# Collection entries
=======

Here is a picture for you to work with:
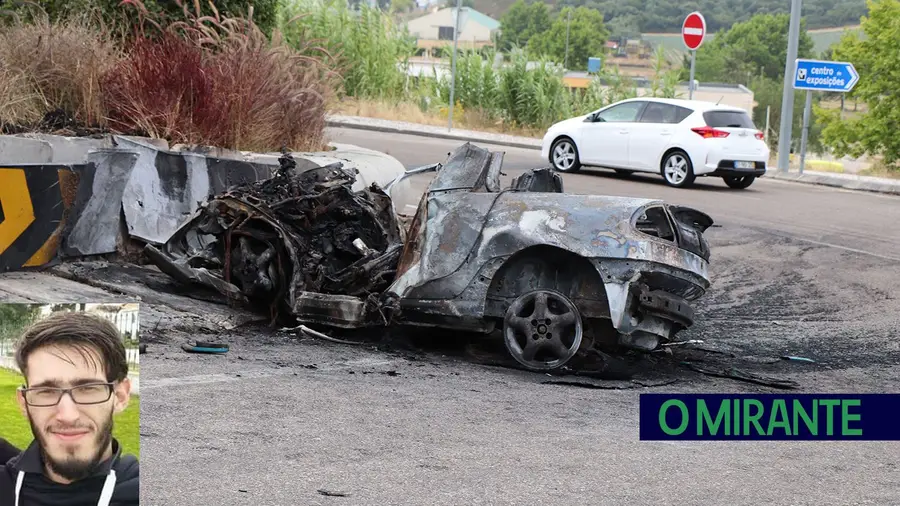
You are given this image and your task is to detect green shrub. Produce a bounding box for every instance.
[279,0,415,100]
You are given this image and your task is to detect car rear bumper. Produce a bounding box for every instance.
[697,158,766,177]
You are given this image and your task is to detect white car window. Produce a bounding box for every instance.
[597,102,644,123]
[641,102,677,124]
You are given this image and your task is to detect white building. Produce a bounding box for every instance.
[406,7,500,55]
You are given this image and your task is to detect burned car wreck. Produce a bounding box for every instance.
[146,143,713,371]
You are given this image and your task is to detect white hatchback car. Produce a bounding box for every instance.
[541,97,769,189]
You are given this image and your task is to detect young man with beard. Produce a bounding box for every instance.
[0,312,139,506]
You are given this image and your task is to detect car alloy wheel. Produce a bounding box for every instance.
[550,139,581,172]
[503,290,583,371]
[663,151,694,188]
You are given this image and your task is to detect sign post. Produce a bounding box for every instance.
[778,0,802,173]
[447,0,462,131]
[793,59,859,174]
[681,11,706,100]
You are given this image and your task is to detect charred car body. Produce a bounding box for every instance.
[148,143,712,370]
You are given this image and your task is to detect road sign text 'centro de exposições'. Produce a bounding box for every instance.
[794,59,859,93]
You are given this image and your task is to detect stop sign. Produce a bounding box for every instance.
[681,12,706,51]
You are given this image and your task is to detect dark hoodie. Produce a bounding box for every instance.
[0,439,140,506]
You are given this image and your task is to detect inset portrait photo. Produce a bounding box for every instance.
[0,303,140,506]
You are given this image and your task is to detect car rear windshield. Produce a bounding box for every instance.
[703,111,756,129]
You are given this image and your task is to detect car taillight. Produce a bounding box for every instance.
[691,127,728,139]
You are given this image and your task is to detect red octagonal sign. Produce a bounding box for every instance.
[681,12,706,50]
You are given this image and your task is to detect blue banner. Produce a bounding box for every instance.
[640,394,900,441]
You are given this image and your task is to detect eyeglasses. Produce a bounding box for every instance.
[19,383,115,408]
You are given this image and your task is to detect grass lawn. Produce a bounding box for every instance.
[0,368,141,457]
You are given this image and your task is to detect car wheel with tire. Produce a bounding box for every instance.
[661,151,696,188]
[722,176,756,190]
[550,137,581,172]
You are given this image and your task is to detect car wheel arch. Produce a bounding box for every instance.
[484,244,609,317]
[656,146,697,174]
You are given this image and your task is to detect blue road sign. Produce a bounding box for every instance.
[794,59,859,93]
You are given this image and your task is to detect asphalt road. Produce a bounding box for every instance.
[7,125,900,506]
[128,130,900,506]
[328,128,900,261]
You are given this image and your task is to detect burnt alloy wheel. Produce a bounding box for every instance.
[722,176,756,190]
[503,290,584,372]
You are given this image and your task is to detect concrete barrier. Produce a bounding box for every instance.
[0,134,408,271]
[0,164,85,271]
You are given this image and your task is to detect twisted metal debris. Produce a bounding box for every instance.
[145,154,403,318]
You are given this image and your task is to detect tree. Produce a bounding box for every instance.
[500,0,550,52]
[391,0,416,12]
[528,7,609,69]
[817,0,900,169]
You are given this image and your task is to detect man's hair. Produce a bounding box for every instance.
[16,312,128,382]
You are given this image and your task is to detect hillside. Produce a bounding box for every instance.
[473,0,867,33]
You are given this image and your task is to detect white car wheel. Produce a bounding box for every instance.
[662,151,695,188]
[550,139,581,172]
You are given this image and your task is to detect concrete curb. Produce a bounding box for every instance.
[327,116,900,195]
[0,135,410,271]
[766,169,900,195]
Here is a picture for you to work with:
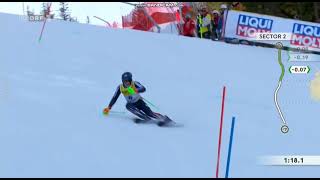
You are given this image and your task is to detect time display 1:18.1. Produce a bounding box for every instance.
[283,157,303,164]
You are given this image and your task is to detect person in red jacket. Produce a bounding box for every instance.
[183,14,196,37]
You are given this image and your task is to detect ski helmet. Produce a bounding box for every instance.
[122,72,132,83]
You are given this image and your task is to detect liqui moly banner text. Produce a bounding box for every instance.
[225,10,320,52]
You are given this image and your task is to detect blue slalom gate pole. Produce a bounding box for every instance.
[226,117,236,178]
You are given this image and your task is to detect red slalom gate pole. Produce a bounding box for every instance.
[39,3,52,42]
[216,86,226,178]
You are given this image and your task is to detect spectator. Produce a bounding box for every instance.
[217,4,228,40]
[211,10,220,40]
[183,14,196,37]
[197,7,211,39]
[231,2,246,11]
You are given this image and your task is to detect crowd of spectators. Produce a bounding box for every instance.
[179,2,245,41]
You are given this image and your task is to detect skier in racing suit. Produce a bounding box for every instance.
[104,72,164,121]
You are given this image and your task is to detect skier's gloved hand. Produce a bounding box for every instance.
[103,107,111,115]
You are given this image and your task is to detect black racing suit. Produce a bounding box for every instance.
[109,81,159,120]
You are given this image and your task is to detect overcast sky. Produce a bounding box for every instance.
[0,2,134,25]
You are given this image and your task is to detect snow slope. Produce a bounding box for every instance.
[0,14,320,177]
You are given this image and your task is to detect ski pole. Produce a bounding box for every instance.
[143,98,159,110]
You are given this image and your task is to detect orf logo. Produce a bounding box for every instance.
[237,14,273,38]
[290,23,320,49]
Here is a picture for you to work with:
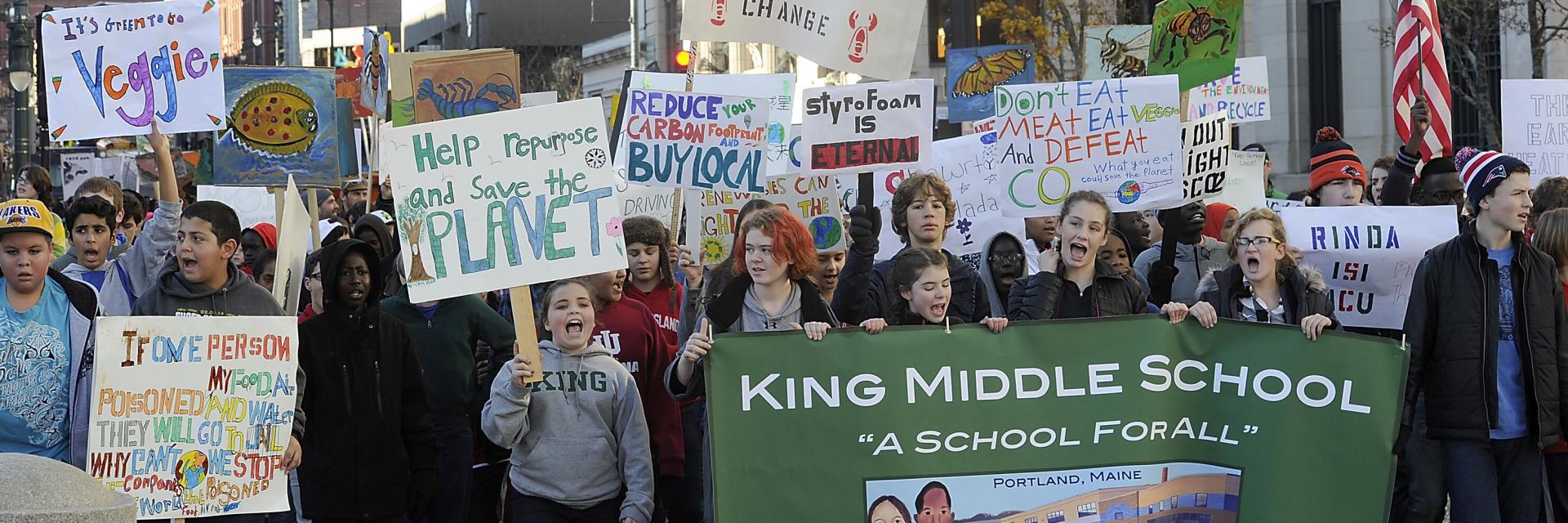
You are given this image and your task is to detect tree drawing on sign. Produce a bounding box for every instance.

=======

# The exercise
Please copy every item above word for word, leaving out the pictures.

# Full response
Here is a picture for you to work with:
You are given this image and your task is to detect green shrub. Produce a bounding box for every instance.
[279,0,415,100]
You are given this image and your task is to detect car rear bumper. Produce a bounding box for every instance.
[697,158,766,177]
You are given this image and your task is to detect white car window. Produce a bounding box for every instance.
[597,102,644,123]
[641,102,677,124]
You are given this image and your task is to detect white building. Produce a bounding box for every instance.
[406,7,500,55]
You are given this image and your task is to detect burned car wreck. Produce a bounding box for every instance.
[146,143,713,371]
You are given this image and your task is to detect white hatchback car. Produce a bounding box for every instance.
[541,97,769,189]
You are given this image and your task is to detect young man with beard. Produce a bounding box for every instance.
[0,312,139,506]
You are given this image and your task is to detect car alloy wheel. Produce a bounding box for every instance.
[550,139,581,172]
[503,290,583,371]
[663,151,694,188]
You are given this image and your task is to detect sign post. Produce a bounding box for every instance.
[778,0,802,173]
[447,0,462,131]
[793,59,859,174]
[681,11,706,100]
You are given this image and your task is to detect charred car body. Produce a bounding box for every instance.
[148,143,712,370]
You are given this image and your task is to detect road sign text 'centro de exposições'. Produce a bounding box for every instance.
[794,59,859,93]
You are given this image and your task is to detect stop sign. Produce a bounding box for every instance.
[681,12,706,51]
You are given this image and your task is to detect dark hoodie. Produce a bounding box for every instance.
[0,439,140,506]
You are given this image and your task is to detect inset portrait photo. Produce a bounding box for every instance.
[0,303,140,506]
You are given this image and your task is to detect car rear windshield. Produce a bounding box for every instance.
[703,111,756,129]
You are given this image and your task is to detect car taillight. Produce a bounding box for every instance.
[691,127,728,139]
You are given this image and your task is to detect red octagonal sign. Produce a bounding box for every instance.
[681,12,706,50]
You are given this image and your task is to detect blue banner. Produce a bounding box for every instance.
[640,394,900,441]
You are given this image and your task is to detect eyeglasses. Produce a bounding box for every instance.
[19,383,115,408]
You are given this image and your task is to detect grass lawn. Produce a bounding box for every instance.
[0,368,141,457]
You are given this image and your task is to detect car wheel with tire. Produce a bounding box for every instance.
[661,151,696,188]
[722,176,756,190]
[550,137,581,172]
You are given this image and your task is to detect car wheel arch. Produce a bounding box for every instance.
[484,244,609,317]
[656,146,697,174]
You are given this image and your task is to detect blue road sign. Produce a bounding box for every instance.
[794,59,859,93]
You are given this image and your task is to detect asphalt road. Produce a bounding box for every instance.
[7,125,900,506]
[128,130,900,506]
[328,128,900,261]
You are given this image and your task is to detect burnt alloy wheel. Produce a bounding box for every instance.
[722,176,756,190]
[503,290,584,372]
You are given this image and your task is to detect concrete barrier. Produce a bounding box for every instance.
[0,134,408,271]
[0,164,85,271]
You are given this image and your task is to detect twisted metal debris. Produce a bounding box for every instance.
[145,154,403,318]
You are given this image and your task is to detect tree. Produce a bounding box for every instance.
[500,0,550,52]
[391,0,416,12]
[528,7,609,69]
[817,0,900,169]
You are given this image and your task is to detect man's hair. Produce a bounding box for every instance.
[16,312,128,382]
You are given this image and your task is to detect hillside. Produce a bounding box for every instance.
[473,0,867,33]
You are given this image and your task is to detect white car wheel. Produce a bounding box for every instance.
[662,151,695,188]
[550,139,581,172]
You are given this image and your task is to detect concrete curb. Produce a bounding box for every instance.
[327,116,900,195]
[0,135,410,271]
[766,169,900,195]
Here is a picture for you to work with:
You are given this image and your task is to detect time display 1:18.1. Produce a bounding box for every instance.
[283,157,303,164]
You are given this image and your task is to detect person in red jacket. Produce a bounding box for every instance.
[183,14,196,37]
You are given this image and your task is to detect ski helmet. Produce a bounding box for every instance.
[122,72,132,83]
You are given this image and your task is to detect liqui moly banner text. Produce a bounding box for every instance.
[225,10,320,52]
You are given this image and your task is to detect blue slalom gate pole. Produce a bounding box for every instance.
[226,117,236,178]
You are given this image and your task is to detect red slalom gate pole. Produce a bounding box for every instance.
[39,3,52,42]
[216,86,226,178]
You are given this image and your task is to detect spectator. Produce a bounding box for every instance.
[217,4,228,40]
[211,10,220,40]
[183,14,196,37]
[197,7,211,39]
[231,2,246,11]
You are given this image and your task is to detect crowd of spectators. Produce a bounding box for every instance.
[179,2,245,41]
You are given this image and your task is to detect skier in racing suit. Produce a bounding box for every instance.
[104,72,164,121]
You are given this image and your task is to detect skier's gloved hand. Produce a bounding box for every instance.
[103,107,111,115]
You are given this image and your task is to detect black racing suit. Produce a bounding box for every instance.
[109,81,159,120]
You are given this image and your task is to detect overcast sky. Produce a bounding box for every instance.
[0,2,134,25]
You are given this image and your task is to detect snow slope. Produce a bounding box for every instance.
[0,14,320,177]
You are given this image and your task is to detect ski pole. Produce a bounding box for every instance.
[143,98,159,110]
You are given this image and your task is to detect orf logo. Produce a bounding box for every instance.
[237,14,273,38]
[290,23,320,49]
Here is a picture for you to work with:
You are given this image and your task is to detect tree drawing on sign. Produce a bounding box for every instance.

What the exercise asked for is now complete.